(Dataset rows on the locations where objects appear)
○ ○ ○ ○ ○
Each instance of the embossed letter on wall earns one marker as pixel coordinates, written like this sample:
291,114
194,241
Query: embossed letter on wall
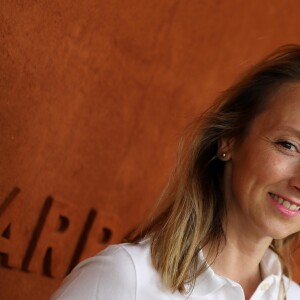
62,235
○ ○ ○ ○ ○
### SHORT EXERCISE
Select each line in the entries above that contains the string "embossed", and copy those lines.

### THE RESULT
Each instance of the embossed letter on wall earns one marker as pixel coordinates, written like this sample:
Query: embossed letter on wall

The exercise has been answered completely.